*Problem*: What follows is a listing; restate all of it word for word.

*Source records*:
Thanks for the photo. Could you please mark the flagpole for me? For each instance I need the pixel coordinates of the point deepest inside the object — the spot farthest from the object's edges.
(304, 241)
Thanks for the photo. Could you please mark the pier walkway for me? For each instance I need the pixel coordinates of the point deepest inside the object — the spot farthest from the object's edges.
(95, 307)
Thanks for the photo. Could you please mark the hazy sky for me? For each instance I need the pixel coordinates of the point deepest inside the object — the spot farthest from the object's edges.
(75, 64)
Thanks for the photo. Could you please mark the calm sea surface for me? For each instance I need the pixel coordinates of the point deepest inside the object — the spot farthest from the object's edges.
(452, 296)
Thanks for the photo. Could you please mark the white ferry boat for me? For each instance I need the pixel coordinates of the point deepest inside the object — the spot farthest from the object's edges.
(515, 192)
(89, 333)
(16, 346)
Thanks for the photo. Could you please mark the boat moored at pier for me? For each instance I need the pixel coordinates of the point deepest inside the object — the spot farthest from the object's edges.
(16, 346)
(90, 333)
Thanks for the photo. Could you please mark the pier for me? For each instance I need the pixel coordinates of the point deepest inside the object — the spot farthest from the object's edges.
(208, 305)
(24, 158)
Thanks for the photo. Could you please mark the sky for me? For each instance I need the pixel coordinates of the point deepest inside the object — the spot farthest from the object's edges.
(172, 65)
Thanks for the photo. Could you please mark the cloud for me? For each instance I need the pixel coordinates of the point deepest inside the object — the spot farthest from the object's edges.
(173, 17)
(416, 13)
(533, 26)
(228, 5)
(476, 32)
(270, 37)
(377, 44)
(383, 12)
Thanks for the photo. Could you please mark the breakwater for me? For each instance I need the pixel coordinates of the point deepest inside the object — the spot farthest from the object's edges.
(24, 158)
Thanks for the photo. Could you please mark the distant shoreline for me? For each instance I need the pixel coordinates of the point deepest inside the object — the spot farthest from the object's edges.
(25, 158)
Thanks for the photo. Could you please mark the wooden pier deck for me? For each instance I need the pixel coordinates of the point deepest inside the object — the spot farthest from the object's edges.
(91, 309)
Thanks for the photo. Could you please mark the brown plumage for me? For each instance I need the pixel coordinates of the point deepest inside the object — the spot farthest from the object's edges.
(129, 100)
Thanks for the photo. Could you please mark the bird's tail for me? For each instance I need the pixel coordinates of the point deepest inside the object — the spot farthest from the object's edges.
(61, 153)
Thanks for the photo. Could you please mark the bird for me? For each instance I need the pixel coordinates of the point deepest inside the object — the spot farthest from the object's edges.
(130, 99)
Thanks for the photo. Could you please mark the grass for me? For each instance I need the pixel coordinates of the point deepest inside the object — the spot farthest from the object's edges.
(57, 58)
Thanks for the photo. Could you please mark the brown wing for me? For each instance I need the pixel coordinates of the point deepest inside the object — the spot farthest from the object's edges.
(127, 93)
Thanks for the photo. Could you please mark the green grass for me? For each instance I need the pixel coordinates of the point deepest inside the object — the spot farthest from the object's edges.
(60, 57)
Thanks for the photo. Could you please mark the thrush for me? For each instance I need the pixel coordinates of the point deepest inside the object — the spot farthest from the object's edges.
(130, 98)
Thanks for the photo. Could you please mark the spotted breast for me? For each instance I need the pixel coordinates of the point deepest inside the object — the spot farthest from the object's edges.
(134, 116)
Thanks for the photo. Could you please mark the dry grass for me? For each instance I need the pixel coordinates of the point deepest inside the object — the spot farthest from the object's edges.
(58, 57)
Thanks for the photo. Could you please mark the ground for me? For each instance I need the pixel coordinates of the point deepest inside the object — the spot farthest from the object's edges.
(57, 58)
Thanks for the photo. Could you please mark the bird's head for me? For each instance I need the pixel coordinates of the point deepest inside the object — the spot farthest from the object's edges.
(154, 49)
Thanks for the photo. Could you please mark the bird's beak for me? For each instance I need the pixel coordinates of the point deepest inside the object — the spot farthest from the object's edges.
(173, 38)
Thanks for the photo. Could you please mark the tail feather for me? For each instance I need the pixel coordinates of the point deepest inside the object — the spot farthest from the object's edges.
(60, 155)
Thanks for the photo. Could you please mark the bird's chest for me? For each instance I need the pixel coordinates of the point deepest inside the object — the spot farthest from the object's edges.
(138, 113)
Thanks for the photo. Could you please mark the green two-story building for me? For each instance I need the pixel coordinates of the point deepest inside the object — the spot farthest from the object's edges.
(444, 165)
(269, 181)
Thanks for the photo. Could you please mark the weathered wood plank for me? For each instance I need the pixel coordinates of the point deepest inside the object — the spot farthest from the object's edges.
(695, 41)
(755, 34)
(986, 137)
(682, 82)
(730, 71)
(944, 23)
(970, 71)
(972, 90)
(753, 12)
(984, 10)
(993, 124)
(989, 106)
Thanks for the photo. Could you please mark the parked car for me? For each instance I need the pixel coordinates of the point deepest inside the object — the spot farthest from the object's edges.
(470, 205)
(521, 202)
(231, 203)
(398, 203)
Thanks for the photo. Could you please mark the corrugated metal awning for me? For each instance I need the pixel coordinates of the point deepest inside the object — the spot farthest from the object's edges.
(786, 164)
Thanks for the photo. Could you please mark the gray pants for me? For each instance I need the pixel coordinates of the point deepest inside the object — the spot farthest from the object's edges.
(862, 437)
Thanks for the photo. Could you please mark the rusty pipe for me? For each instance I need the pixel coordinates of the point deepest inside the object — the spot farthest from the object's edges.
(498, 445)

*Answer section*:
Thanks for the photo. Could you please mark the flagpole for me? For each instance I need the pixel coordinates of the point deepest inside the object — the spot farthest from the object's edges.
(304, 241)
Thanks for the photo. Could you please mark the pier walkway for me? For each instance I need the pixel coordinates of the point deepest inside the object — the spot farthest from the object's edges.
(95, 307)
Thanks for the photo. Could you please mark the hazy sky for me? For each instance I need the pixel coordinates of the point deepest inside the object — the spot farthest from the object's edges.
(75, 64)
Thanks for the photo. Could you please mark the calm sea surface for me? For each instance I need the pixel coordinates of the point deepest inside the object — the spot farthest from the object's edges.
(452, 296)
Thanks for the photo. Could you please mark the white ferry boat for me? For each instance I need the pixel coordinates of the point deepest inside the object — the spot farthest from the object's edges.
(515, 192)
(89, 333)
(16, 346)
Thanks for the photo. Could you please mark the boat moored at pier for me? For each instance I need the pixel coordinates of the point deepest inside the object — the spot farthest from the object's edges.
(16, 346)
(90, 333)
Thanks for the photo. Could you please mark the pier for me? For each instance I need the pixel coordinates of the point deepest inside the object — the spot farthest from the object's edges.
(208, 305)
(24, 158)
Thanks for the photo. Could you please mark the sky for me? For each instance I need the pixel coordinates of the point deepest inside the object — the spot farthest from the object's edges.
(172, 65)
Thanks for the photo. Could you please mark the cloud for me? For each instance I need the pixel coordinates of the point deepest inside the object — the spot farthest from the object's edges.
(173, 17)
(416, 13)
(533, 26)
(228, 5)
(476, 32)
(270, 37)
(377, 44)
(383, 12)
Thanks for the photo. Could you please mark the breakwater for me? For each instance I need the pixel coordinates of the point deepest inside the object — the spot farthest from the object's edges.
(24, 158)
Thanks for the photo. Could you please mark the distant shoreline for me? For each instance I need the pixel coordinates of the point deepest inside the object — the spot farthest from the object's edges.
(25, 158)
Thanks for the photo. Could you please mark the wooden pier deck for me? For each instance I need the pixel coordinates of the point deepest inside the object — the spot farthest from the object's edges.
(91, 309)
Thanks for the photo. Could you please mark the brown plumage for me? For each instance I need the pixel coordinates of the point deepest inside the object — the spot farthest from the object's edges.
(129, 100)
Thanks for the photo. Could you please mark the bird's tail for me? For each instance I need the pixel coordinates of the point deepest inside the object — the spot farthest from the object's edges.
(61, 153)
Thanks for the photo. Could you please mark the bird for me? For each instance I need the pixel coordinates of the point deepest inside the object — the spot farthest from the object's edges.
(130, 99)
Thanks for the photo. Could you please mark the grass for me? For each instance I need the pixel coordinates of the point deepest inside the object — the spot farthest from the object's edges.
(57, 58)
Thanks for the photo. Could you please mark the brown wing for me? For each instance I need the pixel coordinates of the point deepest inside the object — the spot farthest from the object's edges.
(127, 93)
Thanks for the photo. Could you please mark the green grass for me? For each instance I need the pixel coordinates of the point deepest inside the object — the spot farthest from the object's edges.
(60, 57)
Thanks for the photo. Could you please mark the thrush for me? For each instance I need the pixel coordinates of the point deepest inside the object — the spot farthest from the object's edges.
(130, 98)
Thanks for the photo. Could you please mark the spotted breast for me? For each instance I need the pixel coordinates of the point deepest inside the object — the spot farthest from the object's edges.
(134, 116)
Thanks for the photo. Could you please mark the dry grass for me? For each instance I need the pixel coordinates of the point deepest inside the object — the spot farthest from the object's edges.
(58, 57)
Thanks for the photo. Could you please mark the ground for me? For each instance I need the pixel coordinates of the point deepest inside the object — the spot farthest from the object's edges.
(57, 58)
Thanks for the photo. Could you please mark the bird's head for me? For each instance I need the pixel coordinates of the point deepest inside the object — the spot farthest from the object's edges.
(154, 49)
Thanks for the photo. Could you please mark the bird's beak for me? For each instance I need the pixel coordinates of the point deepest inside the object — the spot farthest from the object's edges.
(173, 38)
Thanks for the photo. Could you please mark the tail feather for me? For each instance I need the pixel coordinates of the point deepest inside the object — the spot farthest from the object's edges.
(60, 155)
Thanks for the photo. Could you please mark the bird's chest for me? For each instance I need the pixel coordinates of the point deepest inside the object — the spot farthest from the object's edges.
(138, 113)
Thanks for the photo. Could you please mark the green two-story building for me? For each instance I need the pixel coordinates of the point deepest inside the object — the spot farthest from the object's edges.
(444, 165)
(269, 181)
Thanks for the photo. Could you please mark the weathered wood plank for me? For each instance I need the pixel coordinates of the point deepest inside the object — the spot farthest from the object's edges.
(695, 41)
(755, 34)
(986, 137)
(682, 82)
(730, 71)
(944, 23)
(970, 71)
(972, 90)
(753, 12)
(984, 10)
(993, 124)
(989, 106)
Thanks for the photo. Could you please mark the parked car for me? For each instance I need the pixel coordinates of the point deepest inside the object — the spot farthest from the object's edges.
(470, 205)
(521, 202)
(231, 203)
(398, 203)
Thanks for the photo. Could you please mark the corrugated metal awning for me? For each instance I need the pixel coordinates of the point deepest inside the object — the spot farthest from the object's edges.
(786, 164)
Thanks for the photo. Could you please mark the gray pants for me? For each instance I need the pixel coordinates of the point deepest inside the object — the spot farthest from the object's edges.
(862, 437)
Thanks for the photo. Could you please mark the rusty pipe for me? For each instance I need the pixel coordinates of the point deepest inside the object — the spot farthest from the object's edges.
(498, 445)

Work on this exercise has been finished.